Pull out every line of the material below that contains the string "glass", with case counting.

* **EXERCISE MATERIALS**
/---

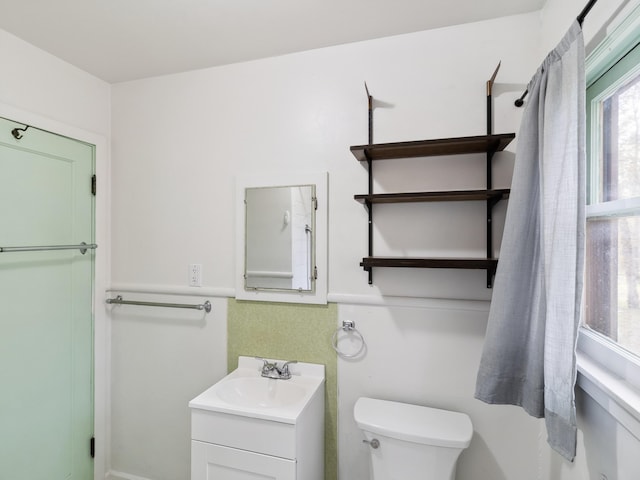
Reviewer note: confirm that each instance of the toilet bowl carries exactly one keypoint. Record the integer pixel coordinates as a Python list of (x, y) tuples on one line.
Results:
[(411, 442)]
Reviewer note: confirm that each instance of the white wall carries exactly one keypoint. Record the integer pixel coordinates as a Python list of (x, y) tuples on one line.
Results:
[(179, 141), (605, 447), (41, 90)]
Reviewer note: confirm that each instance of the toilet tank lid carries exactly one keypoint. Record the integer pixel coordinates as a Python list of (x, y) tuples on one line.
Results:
[(414, 423)]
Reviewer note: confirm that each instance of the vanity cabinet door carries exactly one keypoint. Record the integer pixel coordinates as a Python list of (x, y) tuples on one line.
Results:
[(215, 462)]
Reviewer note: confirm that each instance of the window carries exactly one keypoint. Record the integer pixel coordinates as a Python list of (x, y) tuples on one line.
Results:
[(612, 287)]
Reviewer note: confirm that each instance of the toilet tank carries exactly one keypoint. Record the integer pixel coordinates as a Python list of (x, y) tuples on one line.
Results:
[(413, 442)]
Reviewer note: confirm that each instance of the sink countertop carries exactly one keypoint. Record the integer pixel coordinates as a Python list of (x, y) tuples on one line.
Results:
[(309, 377)]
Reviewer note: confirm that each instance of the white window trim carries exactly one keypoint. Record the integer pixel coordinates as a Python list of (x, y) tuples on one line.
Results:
[(617, 394), (606, 372)]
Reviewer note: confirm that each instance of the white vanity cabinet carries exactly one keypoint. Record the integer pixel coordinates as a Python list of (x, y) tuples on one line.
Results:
[(250, 440), (215, 462)]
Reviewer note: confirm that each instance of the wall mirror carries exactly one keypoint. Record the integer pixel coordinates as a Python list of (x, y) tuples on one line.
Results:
[(282, 225)]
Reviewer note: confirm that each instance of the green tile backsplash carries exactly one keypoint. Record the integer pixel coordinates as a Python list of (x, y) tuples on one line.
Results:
[(290, 332)]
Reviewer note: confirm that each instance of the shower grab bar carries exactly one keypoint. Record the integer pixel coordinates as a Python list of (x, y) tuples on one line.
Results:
[(206, 306), (83, 247)]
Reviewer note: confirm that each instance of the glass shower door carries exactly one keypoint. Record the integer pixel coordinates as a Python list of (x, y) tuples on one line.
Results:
[(46, 322)]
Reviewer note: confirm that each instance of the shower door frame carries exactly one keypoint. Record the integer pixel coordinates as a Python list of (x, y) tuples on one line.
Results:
[(101, 345)]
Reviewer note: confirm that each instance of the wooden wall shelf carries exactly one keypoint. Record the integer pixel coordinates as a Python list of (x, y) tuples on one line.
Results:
[(488, 144), (447, 196), (432, 148)]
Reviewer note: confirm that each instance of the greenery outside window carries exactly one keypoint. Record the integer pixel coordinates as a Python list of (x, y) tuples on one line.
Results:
[(613, 214)]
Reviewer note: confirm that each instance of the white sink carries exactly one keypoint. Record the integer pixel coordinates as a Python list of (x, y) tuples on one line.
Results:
[(245, 392), (260, 392), (249, 426)]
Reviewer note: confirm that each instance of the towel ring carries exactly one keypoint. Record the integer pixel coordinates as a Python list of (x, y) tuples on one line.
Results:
[(349, 327)]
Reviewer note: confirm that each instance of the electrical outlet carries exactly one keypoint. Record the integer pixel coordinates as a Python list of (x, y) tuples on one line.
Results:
[(195, 275)]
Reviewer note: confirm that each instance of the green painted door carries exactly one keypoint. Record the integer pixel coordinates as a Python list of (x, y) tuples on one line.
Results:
[(46, 322)]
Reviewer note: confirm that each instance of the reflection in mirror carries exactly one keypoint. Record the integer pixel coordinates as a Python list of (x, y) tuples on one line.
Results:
[(279, 238)]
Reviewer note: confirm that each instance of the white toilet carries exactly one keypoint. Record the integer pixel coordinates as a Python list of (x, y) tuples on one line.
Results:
[(411, 442)]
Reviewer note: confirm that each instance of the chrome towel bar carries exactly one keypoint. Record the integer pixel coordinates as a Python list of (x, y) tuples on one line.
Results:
[(83, 247), (206, 306)]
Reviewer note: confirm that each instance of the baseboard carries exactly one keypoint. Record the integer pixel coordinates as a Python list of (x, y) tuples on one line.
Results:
[(113, 475)]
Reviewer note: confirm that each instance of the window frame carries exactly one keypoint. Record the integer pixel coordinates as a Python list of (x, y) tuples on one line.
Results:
[(607, 372)]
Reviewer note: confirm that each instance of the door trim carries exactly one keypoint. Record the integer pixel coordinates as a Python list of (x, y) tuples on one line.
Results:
[(102, 340)]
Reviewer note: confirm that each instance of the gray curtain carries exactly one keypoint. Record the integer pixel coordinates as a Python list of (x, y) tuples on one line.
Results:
[(529, 352)]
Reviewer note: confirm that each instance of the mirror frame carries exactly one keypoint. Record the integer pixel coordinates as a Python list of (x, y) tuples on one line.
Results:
[(319, 293)]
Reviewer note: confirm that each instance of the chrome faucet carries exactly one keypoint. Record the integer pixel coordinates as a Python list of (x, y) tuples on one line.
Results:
[(271, 369)]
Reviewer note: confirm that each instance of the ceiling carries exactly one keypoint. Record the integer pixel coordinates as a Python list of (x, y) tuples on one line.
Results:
[(120, 40)]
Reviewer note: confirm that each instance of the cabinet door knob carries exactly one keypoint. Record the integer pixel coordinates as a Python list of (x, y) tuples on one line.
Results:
[(374, 443)]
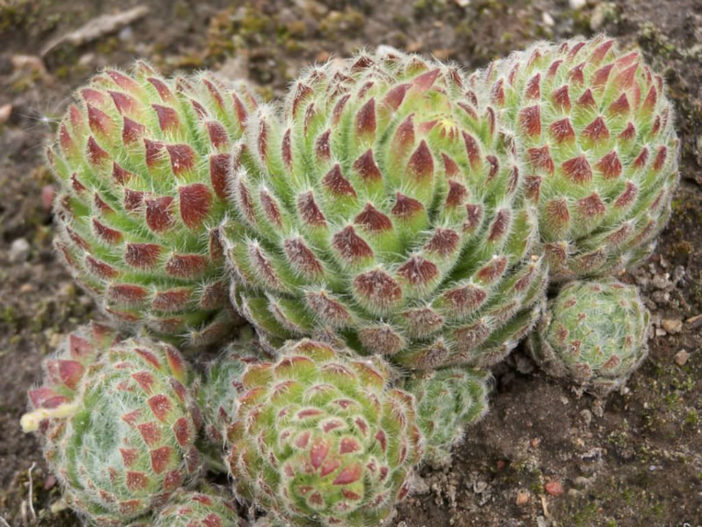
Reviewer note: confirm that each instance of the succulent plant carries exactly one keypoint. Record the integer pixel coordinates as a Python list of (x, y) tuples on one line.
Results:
[(595, 133), (142, 163), (321, 438), (593, 334), (385, 211), (196, 509), (448, 400), (117, 423)]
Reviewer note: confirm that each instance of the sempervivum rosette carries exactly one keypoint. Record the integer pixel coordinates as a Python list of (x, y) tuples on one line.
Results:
[(321, 438), (595, 133), (385, 210), (118, 424), (142, 162)]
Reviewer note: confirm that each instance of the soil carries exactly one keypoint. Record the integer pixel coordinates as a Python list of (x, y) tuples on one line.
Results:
[(542, 456)]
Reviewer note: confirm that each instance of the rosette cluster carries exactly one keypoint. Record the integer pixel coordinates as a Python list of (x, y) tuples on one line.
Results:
[(384, 209)]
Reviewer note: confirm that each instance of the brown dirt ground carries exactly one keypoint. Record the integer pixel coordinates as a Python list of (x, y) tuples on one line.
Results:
[(634, 460)]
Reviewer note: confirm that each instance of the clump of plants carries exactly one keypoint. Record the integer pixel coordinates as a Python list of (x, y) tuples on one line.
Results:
[(388, 230)]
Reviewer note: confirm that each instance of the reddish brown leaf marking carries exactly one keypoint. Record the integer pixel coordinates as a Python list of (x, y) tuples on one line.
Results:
[(144, 379), (373, 220), (120, 175), (302, 258), (323, 146), (195, 202), (659, 161), (153, 152), (472, 149), (318, 453), (126, 293), (628, 133), (561, 98), (99, 122), (129, 456), (457, 194), (378, 287), (493, 270), (301, 93), (533, 87), (286, 149), (182, 431), (137, 481), (182, 158), (406, 207), (327, 309), (421, 164), (366, 167), (404, 135), (576, 74), (587, 99), (337, 184), (350, 246), (186, 265), (365, 119), (218, 134), (150, 433), (396, 95), (219, 170), (591, 206), (540, 159), (610, 166), (349, 475), (106, 233), (167, 117), (100, 268), (577, 169), (562, 131), (500, 225), (628, 196), (599, 78), (142, 255), (418, 271), (123, 102), (642, 158), (309, 211)]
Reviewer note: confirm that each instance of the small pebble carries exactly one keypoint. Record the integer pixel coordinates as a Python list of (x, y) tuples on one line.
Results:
[(681, 357), (522, 497), (672, 325), (19, 251), (554, 488)]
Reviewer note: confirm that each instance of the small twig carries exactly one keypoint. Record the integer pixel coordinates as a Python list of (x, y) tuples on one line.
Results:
[(31, 490)]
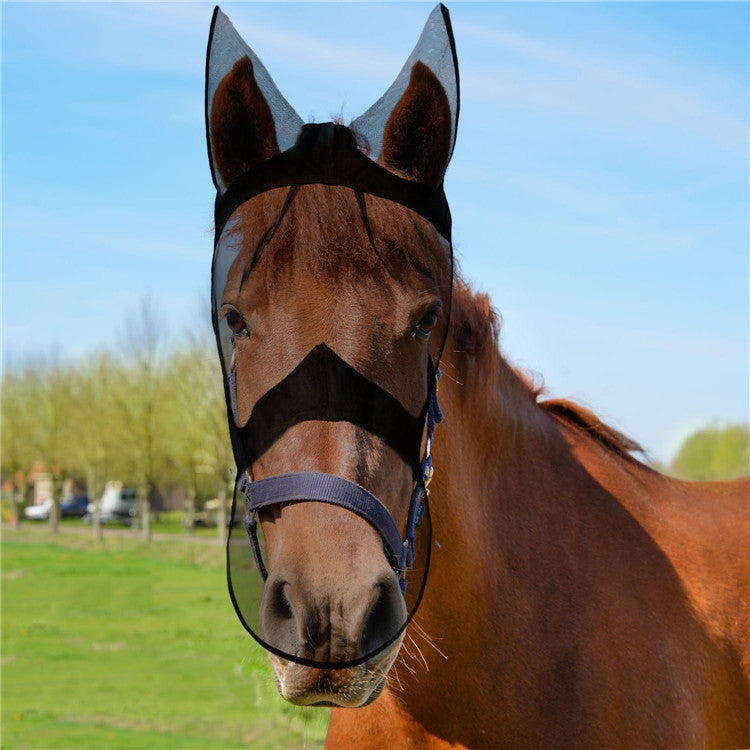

\---

* **THE REPLY**
Reviewer note: confirm that each instance of the glass shower door carries exactly one keypoint. Record the integer pixel coordinates as a Python list of (x, y) tuples on one line.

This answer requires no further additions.